**Instruction**
Gather from the rows below every line that contains the word "medina" and copy each one out in full.
**********
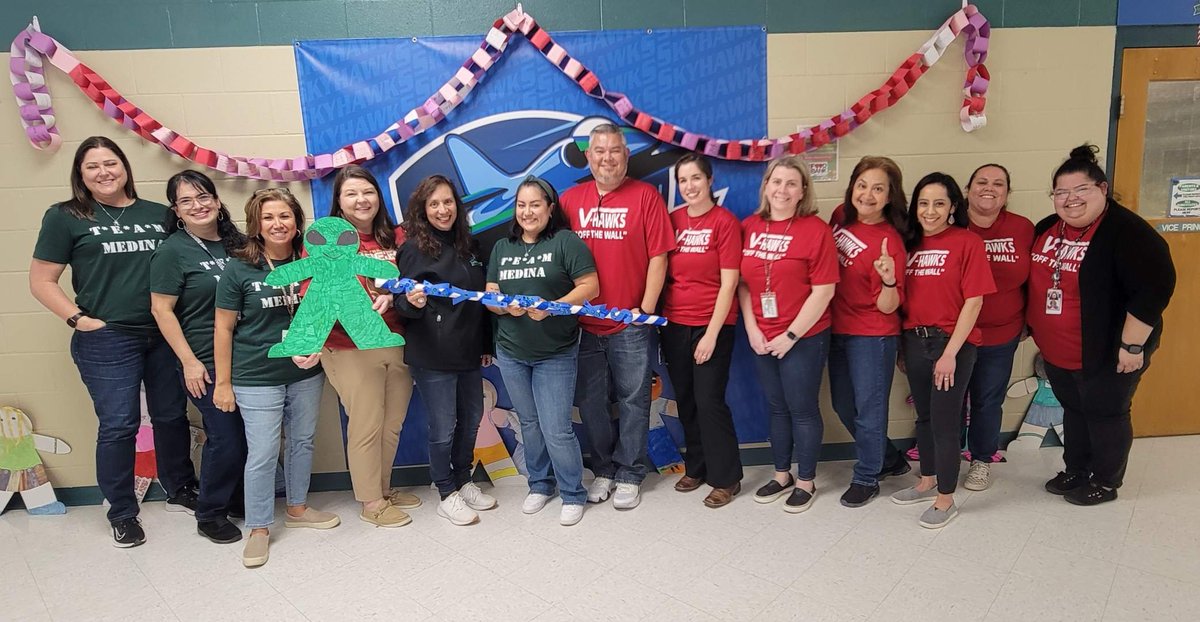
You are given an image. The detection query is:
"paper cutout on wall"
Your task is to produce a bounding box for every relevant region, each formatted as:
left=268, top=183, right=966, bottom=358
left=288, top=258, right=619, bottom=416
left=0, top=406, right=71, bottom=515
left=10, top=5, right=991, bottom=181
left=264, top=217, right=404, bottom=358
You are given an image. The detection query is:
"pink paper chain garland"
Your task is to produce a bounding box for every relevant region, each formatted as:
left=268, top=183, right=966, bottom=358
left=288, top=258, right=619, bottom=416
left=10, top=5, right=990, bottom=181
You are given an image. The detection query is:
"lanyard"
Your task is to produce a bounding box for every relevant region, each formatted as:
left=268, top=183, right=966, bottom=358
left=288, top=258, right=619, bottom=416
left=764, top=216, right=796, bottom=294
left=263, top=252, right=296, bottom=318
left=1050, top=214, right=1104, bottom=289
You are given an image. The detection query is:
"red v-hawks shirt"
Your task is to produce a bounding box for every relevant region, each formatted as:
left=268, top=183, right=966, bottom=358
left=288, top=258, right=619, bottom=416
left=889, top=226, right=996, bottom=346
left=562, top=178, right=676, bottom=335
left=1025, top=214, right=1104, bottom=370
left=968, top=209, right=1033, bottom=346
left=662, top=205, right=742, bottom=327
left=742, top=215, right=838, bottom=341
left=829, top=205, right=907, bottom=336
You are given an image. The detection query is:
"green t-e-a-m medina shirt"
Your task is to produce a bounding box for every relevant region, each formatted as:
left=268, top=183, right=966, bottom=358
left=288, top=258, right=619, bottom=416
left=34, top=199, right=168, bottom=335
left=217, top=259, right=322, bottom=387
left=150, top=229, right=234, bottom=370
left=487, top=229, right=596, bottom=361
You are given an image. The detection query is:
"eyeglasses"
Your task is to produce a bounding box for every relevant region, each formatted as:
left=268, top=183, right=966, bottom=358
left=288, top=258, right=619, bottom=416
left=1050, top=184, right=1100, bottom=203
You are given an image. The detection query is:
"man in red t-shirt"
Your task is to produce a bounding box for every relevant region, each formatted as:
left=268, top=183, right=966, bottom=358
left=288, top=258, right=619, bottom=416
left=562, top=124, right=676, bottom=509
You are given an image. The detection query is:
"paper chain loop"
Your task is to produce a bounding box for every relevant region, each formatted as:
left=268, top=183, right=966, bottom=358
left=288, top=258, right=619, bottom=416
left=10, top=5, right=991, bottom=181
left=376, top=279, right=667, bottom=327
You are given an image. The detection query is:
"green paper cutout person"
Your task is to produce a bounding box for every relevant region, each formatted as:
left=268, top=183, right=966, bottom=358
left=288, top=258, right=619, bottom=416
left=264, top=217, right=404, bottom=358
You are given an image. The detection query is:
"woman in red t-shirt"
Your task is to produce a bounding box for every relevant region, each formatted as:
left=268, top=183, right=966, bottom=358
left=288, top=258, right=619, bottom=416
left=317, top=165, right=421, bottom=527
left=892, top=173, right=996, bottom=530
left=738, top=156, right=838, bottom=513
left=962, top=165, right=1033, bottom=490
left=829, top=156, right=912, bottom=508
left=660, top=154, right=742, bottom=508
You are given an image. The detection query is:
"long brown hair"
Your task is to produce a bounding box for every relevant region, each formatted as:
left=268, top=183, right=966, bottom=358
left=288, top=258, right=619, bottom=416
left=755, top=156, right=817, bottom=220
left=404, top=175, right=473, bottom=259
left=835, top=156, right=912, bottom=248
left=61, top=136, right=138, bottom=220
left=234, top=187, right=305, bottom=265
left=329, top=165, right=396, bottom=250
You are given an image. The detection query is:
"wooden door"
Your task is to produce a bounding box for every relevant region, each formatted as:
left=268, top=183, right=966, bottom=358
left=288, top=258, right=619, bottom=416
left=1112, top=48, right=1200, bottom=436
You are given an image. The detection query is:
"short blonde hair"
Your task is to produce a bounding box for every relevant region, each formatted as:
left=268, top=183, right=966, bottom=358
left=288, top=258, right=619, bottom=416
left=755, top=155, right=817, bottom=219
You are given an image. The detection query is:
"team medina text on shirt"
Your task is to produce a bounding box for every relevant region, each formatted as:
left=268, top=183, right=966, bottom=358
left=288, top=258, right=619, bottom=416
left=743, top=233, right=792, bottom=262
left=1032, top=235, right=1092, bottom=273
left=905, top=251, right=950, bottom=276
left=498, top=252, right=554, bottom=281
left=577, top=207, right=629, bottom=240
left=88, top=225, right=167, bottom=255
left=983, top=238, right=1018, bottom=263
left=833, top=227, right=866, bottom=268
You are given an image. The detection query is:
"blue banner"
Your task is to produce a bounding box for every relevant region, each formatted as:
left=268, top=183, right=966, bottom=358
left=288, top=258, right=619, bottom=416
left=295, top=26, right=767, bottom=466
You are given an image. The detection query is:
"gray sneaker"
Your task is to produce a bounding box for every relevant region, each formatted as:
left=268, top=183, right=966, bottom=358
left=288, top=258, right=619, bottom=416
left=920, top=503, right=959, bottom=530
left=892, top=486, right=937, bottom=506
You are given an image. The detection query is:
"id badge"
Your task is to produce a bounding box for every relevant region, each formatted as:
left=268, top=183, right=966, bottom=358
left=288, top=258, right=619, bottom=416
left=1046, top=287, right=1062, bottom=316
left=758, top=292, right=779, bottom=319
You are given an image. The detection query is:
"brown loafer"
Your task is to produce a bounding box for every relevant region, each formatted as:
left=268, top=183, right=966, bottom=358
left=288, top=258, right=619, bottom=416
left=704, top=482, right=742, bottom=508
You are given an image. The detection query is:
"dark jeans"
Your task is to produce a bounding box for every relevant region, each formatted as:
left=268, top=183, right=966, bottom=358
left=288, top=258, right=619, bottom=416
left=71, top=327, right=196, bottom=521
left=904, top=328, right=976, bottom=495
left=1045, top=351, right=1151, bottom=488
left=829, top=335, right=900, bottom=486
left=755, top=329, right=829, bottom=482
left=575, top=325, right=654, bottom=484
left=409, top=366, right=484, bottom=498
left=967, top=335, right=1021, bottom=462
left=659, top=324, right=742, bottom=488
left=179, top=370, right=246, bottom=521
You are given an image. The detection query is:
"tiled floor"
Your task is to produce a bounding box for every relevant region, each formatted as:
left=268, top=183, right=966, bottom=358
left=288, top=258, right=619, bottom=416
left=0, top=436, right=1200, bottom=622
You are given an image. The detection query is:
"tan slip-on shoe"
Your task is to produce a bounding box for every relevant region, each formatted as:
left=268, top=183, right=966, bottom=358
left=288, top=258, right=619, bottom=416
left=241, top=532, right=271, bottom=568
left=283, top=507, right=342, bottom=530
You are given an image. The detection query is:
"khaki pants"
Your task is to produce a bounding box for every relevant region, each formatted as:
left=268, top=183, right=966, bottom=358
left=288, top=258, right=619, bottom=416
left=322, top=347, right=413, bottom=503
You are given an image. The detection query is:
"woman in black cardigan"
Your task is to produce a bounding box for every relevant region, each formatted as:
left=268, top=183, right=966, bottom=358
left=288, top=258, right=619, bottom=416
left=1026, top=144, right=1175, bottom=506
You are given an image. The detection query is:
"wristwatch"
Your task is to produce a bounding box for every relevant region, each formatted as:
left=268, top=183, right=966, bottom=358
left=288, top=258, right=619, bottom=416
left=1121, top=342, right=1146, bottom=354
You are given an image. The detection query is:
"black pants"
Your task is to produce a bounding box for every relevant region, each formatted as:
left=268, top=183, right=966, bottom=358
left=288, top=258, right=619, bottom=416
left=660, top=324, right=742, bottom=488
left=904, top=328, right=976, bottom=495
left=1046, top=352, right=1150, bottom=488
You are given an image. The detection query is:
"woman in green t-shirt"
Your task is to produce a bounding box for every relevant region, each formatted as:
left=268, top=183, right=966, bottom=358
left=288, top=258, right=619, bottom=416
left=150, top=171, right=246, bottom=544
left=212, top=189, right=341, bottom=568
left=487, top=175, right=600, bottom=525
left=29, top=136, right=196, bottom=548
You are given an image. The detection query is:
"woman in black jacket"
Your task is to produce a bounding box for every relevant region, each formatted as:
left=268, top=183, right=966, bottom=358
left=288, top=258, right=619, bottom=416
**********
**Response to the exercise**
"green t-e-a-m medina shirt"
"team medina text on shirt"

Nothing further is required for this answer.